--- 文書本文 ---

ここで、x、yは画素の座標、fは周波数、g(f)は連続する一定数のフレームについての高速フーリエ変換の周波数fに対する演算結果、fPILOTはパイロット信号の周波数(この例では5Hz)である。上記(1)式による評価値が所定の閾値を超えた画素が、パイロット信号を受信している画素セル又は拡大画素セルであると判断することとする。
【0059】
上記(1)式による評価は正確性が高いもののフーリエ変換の計算量が大きいため、全画素に対して順次評価計算を行ってゆくと全体の計算量は膨大なものとなる。そこで、ここではビニングによる階層化を導入して、評価計算の対象となる画素を少なくするようにしている。なお、「ビニング」とは、画像上で隣り合う素子(画素)のいくつかをひとまとめにして解像度を下げて取り扱うことである。
【0060】
パイロット信号の検出処理が開始されると、ID位置検出処理部14はまず所定フレーム数、例えば16フレーム分の全画素信号を蓄積する(ステップS1)。ここでは一例として有効画素が320×240画素であるQVGA画像を処理対象としているため、320×240画素×16フレームの画素信号が蓄積されることになる。次に、蓄積した上記画素信号を用いて所定のビニング処理を行い、各フレーム毎に多段階の異なる解像度の画像を作成する(ステップS2)。通常、2×2画素のビニング処理を(n−1)回実行してn階層の異なる解像度の画像を作成するが、ここではn=4として3回のビニング処理を実行する場合について考える。

--- データ抜粋 ---

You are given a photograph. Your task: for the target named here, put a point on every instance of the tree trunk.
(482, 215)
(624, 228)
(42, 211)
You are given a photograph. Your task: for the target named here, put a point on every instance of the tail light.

---
--- データ抜粋 ---

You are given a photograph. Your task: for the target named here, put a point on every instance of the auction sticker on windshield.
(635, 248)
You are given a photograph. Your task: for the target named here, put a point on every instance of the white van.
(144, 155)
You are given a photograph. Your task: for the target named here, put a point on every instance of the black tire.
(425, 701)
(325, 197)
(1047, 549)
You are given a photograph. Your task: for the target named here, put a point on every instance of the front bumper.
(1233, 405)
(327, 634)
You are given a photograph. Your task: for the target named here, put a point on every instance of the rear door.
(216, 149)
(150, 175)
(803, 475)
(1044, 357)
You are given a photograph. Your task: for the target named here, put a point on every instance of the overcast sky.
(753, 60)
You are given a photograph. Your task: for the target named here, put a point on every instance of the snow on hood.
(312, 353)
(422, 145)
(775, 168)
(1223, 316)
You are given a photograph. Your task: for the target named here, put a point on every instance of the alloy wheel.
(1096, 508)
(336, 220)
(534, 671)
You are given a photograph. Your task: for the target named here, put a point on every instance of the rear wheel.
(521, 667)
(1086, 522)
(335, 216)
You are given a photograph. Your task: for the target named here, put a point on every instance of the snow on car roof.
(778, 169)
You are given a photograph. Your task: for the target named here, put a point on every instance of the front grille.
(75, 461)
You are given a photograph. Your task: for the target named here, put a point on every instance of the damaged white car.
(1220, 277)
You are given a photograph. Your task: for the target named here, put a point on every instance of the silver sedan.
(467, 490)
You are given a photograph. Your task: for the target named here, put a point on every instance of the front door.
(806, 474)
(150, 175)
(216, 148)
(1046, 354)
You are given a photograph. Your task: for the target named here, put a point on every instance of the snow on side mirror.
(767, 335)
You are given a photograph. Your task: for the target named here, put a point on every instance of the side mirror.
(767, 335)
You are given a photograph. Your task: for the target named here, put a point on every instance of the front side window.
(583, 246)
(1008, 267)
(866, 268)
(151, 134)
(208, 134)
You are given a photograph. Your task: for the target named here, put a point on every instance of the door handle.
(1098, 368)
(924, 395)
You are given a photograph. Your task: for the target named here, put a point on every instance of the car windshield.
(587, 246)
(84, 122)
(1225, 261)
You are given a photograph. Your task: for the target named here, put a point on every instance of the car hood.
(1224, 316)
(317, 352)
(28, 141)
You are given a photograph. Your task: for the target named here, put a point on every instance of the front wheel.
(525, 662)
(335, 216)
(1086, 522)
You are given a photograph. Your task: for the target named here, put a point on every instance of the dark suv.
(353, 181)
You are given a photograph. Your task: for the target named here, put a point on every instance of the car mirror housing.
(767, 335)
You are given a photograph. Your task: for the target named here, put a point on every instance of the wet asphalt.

---

パイロット信号の検出を述べた本文から、「ここで、x、yは画素の座標、」を含む語句で始まり「であると判断することとする。」で終わる部分を、一字も変えずに書き写せ。

ここで、x、yは画素の座標、fは周波数、g(f)は連続する一定数のフレームについての高速フーリエ変換の周波数fに対する演算結果、fPILOTはパイロット信号の周波数(この例では5Hz)である。上記(1)式による評価値が所定の閾値を超えた画素が、パイロット信号を受信している画素セル又は拡大画素セルであると判断することとする。